Dataset rows on where objects appear
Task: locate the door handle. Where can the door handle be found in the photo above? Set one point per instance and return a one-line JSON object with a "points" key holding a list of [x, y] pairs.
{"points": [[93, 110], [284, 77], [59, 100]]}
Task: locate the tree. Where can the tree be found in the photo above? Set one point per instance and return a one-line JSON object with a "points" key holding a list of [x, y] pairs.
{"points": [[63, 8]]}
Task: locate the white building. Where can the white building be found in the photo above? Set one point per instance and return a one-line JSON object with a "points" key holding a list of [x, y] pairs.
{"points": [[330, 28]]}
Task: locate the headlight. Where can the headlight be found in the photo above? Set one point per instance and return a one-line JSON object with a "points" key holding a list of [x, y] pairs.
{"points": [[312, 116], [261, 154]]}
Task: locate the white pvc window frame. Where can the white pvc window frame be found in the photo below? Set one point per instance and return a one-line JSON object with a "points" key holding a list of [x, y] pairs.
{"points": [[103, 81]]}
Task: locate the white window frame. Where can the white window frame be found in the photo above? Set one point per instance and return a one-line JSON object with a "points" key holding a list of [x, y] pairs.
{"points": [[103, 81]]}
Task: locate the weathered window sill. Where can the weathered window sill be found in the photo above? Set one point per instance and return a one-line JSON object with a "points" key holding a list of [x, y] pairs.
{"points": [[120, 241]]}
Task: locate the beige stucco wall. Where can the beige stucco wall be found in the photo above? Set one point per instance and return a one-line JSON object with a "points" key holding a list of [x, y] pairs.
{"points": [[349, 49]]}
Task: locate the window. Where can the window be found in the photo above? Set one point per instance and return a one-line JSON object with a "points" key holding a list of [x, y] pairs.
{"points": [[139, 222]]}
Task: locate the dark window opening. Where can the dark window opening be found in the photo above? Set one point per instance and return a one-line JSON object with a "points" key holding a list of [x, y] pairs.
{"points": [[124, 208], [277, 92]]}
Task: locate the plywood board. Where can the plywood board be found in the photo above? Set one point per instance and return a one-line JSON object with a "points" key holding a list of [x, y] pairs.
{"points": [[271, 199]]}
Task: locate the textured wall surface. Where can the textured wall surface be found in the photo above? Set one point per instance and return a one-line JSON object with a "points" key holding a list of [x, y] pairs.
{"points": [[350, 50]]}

_The request:_ Write out each of the lines above, word for word, keeping their order.

_Written answer:_
Task: locate the door handle. Where can the door handle be found in the photo above? Set one point per instance and return a one-line JSON object with a "points" key holding a list of [x, y] pairs.
{"points": [[93, 110], [284, 77], [59, 100]]}
Task: locate the tree. Where can the tree be found in the photo above? Set one point per instance and return a one-line JSON object with a "points" key holding a list of [x, y] pairs.
{"points": [[63, 8]]}
Task: locate the white building. Where can the white building be found in the photo above? Set one point per instance and return a one-line JSON object with a "points" key holding a list of [x, y] pairs.
{"points": [[330, 28]]}
Task: locate the headlight. Where can the headlight be found in the photo above? Set one point per instance and return a one-line JSON object with a "points" key holding a list of [x, y] pairs.
{"points": [[312, 116], [261, 154]]}
Task: locate the white pvc window frame. Where can the white pvc window frame be found in the photo below? Set one point per instance and return a one-line JSON object with a "points" key holding a list of [x, y] pairs.
{"points": [[103, 81]]}
Task: locate the white window frame. Where can the white window frame be found in the photo above? Set one point per instance and return a one-line JSON object with a "points" key holding a list of [x, y] pairs.
{"points": [[103, 81]]}
Task: locate the weathered window sill. Where can the weathered window sill be found in the photo above? Set one point per instance and return a one-line JSON object with a "points" key holding a list of [x, y] pairs.
{"points": [[120, 241]]}
Task: locate the beige stucco wall. Where can the beige stucco wall be found in the photo above? Set one point per instance and return a one-line JSON object with a "points" key holding a list of [x, y] pairs.
{"points": [[349, 49]]}
Task: locate the window. Where can the window be found in the photo above? Set one point per instance and return a one-line JSON object with a "points" key holding a list of [x, y] pairs.
{"points": [[139, 222]]}
Task: locate the dark window opening. Where can the dark window opening be found in the photo above? Set one point per instance and return a one-line JSON object with a "points" key holding a list of [x, y] pairs.
{"points": [[124, 208], [277, 92]]}
Task: locate the plywood board. Where can the plywood board be found in the photo above? Set one point per instance and return a one-line JSON object with a "points" key holding a list of [x, y] pairs.
{"points": [[271, 199]]}
Task: locate the textured wall surface. Where can the textured wall surface be found in the photo above? Set one point per instance and return a one-line JSON object with a "points" key holding a list of [x, y] pairs.
{"points": [[350, 50]]}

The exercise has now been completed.